> _Work to complete_:
From the line with "Each instance of the venetian" to the final line of the records, reproduce every line exactly and only those lines.

Coordinate annotation records
— START —

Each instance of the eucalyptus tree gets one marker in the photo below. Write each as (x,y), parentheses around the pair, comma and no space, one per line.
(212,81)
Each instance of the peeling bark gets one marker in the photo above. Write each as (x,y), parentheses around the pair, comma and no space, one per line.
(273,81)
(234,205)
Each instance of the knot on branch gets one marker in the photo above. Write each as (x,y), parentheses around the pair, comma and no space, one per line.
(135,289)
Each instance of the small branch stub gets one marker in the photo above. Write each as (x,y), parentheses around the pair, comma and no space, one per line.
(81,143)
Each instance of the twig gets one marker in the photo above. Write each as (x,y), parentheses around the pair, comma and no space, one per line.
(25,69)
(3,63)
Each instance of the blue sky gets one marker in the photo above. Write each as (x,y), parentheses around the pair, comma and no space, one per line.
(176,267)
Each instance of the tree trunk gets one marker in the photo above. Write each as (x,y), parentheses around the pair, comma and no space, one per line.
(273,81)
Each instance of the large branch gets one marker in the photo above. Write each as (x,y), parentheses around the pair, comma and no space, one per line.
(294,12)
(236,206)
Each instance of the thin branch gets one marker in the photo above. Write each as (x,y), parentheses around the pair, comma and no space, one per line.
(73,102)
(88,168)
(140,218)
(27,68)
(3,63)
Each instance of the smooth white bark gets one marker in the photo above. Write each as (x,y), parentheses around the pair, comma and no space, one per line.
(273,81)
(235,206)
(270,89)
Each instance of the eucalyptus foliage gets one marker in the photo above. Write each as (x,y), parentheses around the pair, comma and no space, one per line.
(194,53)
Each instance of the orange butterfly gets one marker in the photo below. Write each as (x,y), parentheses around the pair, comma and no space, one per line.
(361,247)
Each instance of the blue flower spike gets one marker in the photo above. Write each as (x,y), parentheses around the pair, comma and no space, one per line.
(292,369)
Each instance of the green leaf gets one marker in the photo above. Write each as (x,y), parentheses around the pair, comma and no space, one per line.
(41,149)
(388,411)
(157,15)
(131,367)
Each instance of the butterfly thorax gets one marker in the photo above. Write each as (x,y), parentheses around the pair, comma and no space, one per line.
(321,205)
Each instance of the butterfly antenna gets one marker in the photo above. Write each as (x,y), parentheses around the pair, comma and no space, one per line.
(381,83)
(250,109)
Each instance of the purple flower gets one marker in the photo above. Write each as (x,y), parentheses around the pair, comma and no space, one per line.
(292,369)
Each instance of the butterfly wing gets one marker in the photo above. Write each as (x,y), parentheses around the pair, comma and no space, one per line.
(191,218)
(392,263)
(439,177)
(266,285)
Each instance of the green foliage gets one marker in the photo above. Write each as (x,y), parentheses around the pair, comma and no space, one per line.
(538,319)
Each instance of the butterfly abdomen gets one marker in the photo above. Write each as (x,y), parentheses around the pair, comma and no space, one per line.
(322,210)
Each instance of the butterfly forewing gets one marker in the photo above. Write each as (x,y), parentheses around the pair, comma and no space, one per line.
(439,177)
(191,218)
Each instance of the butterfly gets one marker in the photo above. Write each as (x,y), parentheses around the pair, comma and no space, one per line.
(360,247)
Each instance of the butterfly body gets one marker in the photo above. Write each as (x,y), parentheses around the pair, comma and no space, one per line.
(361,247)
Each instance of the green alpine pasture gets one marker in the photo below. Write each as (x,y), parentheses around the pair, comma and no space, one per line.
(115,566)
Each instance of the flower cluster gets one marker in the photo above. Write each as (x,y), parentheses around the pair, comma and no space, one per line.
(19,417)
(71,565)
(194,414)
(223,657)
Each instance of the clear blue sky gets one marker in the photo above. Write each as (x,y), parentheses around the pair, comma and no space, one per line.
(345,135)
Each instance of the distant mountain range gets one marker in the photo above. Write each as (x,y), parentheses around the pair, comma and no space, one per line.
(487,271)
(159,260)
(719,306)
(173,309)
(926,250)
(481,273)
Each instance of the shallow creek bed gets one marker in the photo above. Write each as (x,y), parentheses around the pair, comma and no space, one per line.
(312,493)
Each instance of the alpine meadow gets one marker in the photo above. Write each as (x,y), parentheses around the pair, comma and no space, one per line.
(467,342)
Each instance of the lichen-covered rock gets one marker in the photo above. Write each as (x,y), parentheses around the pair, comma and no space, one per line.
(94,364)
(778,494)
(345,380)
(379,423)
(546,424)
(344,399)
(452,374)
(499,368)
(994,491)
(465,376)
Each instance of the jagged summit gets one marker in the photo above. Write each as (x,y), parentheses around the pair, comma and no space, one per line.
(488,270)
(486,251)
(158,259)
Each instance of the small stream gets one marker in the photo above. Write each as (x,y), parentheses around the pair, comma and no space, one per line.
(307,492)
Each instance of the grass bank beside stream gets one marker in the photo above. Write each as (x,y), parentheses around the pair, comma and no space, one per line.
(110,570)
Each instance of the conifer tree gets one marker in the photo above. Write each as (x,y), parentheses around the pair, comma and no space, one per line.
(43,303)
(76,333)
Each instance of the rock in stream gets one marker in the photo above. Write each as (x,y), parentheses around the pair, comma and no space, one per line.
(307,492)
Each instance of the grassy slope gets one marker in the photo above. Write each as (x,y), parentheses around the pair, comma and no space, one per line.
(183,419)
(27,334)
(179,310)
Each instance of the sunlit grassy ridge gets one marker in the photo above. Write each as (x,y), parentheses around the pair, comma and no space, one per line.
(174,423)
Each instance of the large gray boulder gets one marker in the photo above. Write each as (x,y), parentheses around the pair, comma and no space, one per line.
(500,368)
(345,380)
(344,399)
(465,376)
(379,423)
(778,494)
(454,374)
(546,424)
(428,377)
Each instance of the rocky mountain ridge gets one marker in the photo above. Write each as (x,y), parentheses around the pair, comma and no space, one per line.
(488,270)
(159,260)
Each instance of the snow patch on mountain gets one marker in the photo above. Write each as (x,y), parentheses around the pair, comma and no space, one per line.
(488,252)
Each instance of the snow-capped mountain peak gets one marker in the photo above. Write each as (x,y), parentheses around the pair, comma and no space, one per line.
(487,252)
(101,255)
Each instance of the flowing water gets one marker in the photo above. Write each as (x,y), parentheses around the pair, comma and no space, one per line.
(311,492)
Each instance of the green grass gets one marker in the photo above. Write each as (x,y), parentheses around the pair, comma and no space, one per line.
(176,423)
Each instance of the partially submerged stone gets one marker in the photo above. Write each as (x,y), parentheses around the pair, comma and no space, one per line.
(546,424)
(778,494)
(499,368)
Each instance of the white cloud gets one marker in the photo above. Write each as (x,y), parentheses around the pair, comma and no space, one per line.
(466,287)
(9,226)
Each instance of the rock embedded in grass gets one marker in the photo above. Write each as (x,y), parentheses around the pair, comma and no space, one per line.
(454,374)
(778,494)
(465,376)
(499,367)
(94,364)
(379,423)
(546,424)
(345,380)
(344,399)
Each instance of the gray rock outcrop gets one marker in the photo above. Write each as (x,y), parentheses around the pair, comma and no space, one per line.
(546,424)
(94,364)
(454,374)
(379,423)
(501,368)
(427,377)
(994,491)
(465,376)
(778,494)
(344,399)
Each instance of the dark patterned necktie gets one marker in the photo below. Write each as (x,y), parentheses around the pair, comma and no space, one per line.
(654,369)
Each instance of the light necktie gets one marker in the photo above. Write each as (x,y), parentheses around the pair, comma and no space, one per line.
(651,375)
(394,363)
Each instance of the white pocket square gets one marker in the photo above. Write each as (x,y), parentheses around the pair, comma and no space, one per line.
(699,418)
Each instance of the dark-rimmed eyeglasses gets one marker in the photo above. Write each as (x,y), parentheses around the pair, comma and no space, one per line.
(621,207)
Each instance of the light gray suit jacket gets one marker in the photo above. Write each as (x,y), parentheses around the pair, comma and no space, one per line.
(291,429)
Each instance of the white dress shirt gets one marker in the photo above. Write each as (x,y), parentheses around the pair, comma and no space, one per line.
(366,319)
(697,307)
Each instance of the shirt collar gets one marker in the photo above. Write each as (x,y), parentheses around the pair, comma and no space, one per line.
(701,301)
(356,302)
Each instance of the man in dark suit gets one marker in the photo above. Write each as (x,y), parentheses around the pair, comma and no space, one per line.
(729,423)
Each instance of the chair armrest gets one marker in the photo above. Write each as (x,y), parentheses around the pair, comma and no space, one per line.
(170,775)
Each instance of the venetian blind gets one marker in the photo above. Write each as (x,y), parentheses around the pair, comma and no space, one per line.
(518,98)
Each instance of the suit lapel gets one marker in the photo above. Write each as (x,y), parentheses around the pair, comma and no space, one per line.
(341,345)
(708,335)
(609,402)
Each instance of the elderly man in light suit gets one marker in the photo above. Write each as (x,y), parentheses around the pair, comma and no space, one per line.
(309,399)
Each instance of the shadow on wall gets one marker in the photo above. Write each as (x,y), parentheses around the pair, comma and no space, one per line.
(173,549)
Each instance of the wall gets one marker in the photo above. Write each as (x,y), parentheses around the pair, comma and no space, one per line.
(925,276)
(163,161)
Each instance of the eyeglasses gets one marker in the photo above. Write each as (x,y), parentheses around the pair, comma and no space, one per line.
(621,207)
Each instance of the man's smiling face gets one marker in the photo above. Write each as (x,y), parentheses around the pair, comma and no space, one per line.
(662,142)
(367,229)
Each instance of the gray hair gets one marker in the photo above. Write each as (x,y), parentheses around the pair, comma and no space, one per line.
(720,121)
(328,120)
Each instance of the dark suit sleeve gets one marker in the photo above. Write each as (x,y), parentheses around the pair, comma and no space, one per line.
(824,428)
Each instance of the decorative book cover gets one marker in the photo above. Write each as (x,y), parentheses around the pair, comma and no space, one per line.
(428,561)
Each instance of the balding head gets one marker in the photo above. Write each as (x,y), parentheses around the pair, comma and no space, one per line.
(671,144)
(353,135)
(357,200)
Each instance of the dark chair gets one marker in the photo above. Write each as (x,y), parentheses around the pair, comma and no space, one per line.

— END —

> _Result for this exercise_:
Each instance of the venetian blind gets one marker in the photo above. Write each as (x,y), parentheses around the pair, comma and no space, one per line.
(518,98)
Each instance of the suit lapel gets one marker in the photo above. Write each as (x,y), parentheses around the pair, comma and no space, one per line.
(341,345)
(708,335)
(609,402)
Each instance of the elderly man in light suit gets one marker in the photo above. Write each as (x,y), parentheses around the pair, comma and no space, one per line.
(309,399)
Each instance of the shadow on wall gets one marker in the photo above. Write each as (x,y), parentheses around the pair, comma and no space, one per line.
(173,549)
Each instance of the wall gets one marker in the photo above. Write each as (x,y), parentheses around the pair, comma and no space, one per line.
(925,276)
(163,161)
Each instance of the eyeglasses gets one marker in the photo above. Write each as (x,y), parentheses around the pair, comma and no space, one per line.
(621,207)
Each instance of the man's smiling face gets one marker in the photo above. Write each as (x,y), parentheses around the pair, comma and no space, one per line.
(662,142)
(367,229)
Each instance of the gray hair gets one marker in the photo above. Write each as (x,y), parentheses around the pair, comma and no space, one per line.
(720,121)
(328,120)
Each instance of the dark suit sleeve gets one marker in the photo above. Write each as (x,y), parentheses around the pair, comma and no space, one per line.
(824,428)
Each instance of the decorative book cover gets one marker in the photo above. Write each as (x,y), parentheses around the pair, comma and no space, one per line.
(428,561)
Each instance of the balding head gets one marker in the photo above. Write each as (x,y), parentheses around the pair, comma and no space, one per line.
(671,144)
(353,135)
(357,200)
Each instance of the dark chair gets one marker in the photo above. Write each as (x,y), parentheses around the pair, comma and no space, one per line.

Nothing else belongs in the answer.